→ PROVIDED RECORDS
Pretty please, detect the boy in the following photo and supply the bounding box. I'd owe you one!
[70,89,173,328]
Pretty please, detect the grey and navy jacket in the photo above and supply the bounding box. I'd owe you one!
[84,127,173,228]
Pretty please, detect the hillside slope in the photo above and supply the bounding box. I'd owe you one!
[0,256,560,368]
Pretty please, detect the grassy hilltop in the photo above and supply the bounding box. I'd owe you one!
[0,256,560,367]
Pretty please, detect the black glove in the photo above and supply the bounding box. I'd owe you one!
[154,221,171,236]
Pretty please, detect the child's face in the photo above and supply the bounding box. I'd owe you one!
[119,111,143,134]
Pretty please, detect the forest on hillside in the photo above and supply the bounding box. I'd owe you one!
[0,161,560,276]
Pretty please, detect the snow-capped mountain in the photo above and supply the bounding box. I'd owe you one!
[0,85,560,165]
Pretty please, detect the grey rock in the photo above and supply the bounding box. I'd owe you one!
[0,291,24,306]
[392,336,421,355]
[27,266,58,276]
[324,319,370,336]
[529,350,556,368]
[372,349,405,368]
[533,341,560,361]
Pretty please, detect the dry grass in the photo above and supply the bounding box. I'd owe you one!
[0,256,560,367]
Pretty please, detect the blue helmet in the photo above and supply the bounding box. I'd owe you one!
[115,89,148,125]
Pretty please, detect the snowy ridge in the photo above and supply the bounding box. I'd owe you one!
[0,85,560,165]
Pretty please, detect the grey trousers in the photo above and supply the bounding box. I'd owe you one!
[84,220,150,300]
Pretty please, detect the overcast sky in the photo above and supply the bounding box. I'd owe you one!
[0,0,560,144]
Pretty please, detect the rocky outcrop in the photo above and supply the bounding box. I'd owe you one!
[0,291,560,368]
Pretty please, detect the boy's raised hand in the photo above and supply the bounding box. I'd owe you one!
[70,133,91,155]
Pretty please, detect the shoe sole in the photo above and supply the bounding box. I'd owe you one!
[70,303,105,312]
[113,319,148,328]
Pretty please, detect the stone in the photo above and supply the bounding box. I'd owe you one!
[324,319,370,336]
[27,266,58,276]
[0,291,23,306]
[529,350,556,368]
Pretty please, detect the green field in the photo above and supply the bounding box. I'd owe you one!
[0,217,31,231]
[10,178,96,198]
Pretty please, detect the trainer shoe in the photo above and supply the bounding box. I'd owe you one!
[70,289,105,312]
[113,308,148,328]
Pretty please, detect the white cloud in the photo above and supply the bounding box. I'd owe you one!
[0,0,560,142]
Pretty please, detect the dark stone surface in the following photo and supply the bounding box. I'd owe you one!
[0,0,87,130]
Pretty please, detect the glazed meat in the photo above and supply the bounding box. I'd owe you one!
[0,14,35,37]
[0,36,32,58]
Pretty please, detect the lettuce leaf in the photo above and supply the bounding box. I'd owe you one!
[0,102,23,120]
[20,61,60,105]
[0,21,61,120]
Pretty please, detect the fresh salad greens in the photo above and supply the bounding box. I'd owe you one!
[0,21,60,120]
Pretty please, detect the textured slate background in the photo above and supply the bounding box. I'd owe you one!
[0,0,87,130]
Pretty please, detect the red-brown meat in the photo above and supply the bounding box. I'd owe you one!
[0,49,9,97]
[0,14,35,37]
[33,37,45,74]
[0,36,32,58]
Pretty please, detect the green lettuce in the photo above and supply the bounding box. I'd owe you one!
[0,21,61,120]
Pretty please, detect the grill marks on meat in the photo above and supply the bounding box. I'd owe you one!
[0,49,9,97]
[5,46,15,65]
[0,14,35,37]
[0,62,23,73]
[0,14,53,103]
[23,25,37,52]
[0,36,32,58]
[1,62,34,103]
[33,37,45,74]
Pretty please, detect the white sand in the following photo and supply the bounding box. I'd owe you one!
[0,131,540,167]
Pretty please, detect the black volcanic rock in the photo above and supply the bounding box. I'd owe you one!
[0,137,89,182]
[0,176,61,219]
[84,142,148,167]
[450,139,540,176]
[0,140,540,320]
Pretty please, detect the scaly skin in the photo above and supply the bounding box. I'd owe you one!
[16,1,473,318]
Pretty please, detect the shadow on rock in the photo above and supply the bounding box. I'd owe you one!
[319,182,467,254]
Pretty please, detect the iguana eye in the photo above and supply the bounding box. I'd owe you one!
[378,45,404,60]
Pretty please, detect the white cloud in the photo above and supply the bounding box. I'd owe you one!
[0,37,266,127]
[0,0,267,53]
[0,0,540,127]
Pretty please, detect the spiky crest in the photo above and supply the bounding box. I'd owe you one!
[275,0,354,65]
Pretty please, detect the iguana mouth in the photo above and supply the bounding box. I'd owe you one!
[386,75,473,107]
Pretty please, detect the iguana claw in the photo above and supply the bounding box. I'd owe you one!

→ DIRECTIVE
Rescale the part that opens with the line containing "Pretty please, detect the grey rock" and closes with the line containing "[533,341,560,361]". Reproduce every line in it, request included, but multiply each bounding-box coordinate by 0.65 and round to whole numbers, with halves rounded up.

→ RESULT OF THIS EXERCISE
Pretty please, detect the grey rock in the photo above and supply the bounding box. I'd owe you one!
[0,189,16,199]
[255,218,274,231]
[18,173,38,179]
[211,207,241,218]
[344,228,361,239]
[242,227,263,239]
[346,222,364,235]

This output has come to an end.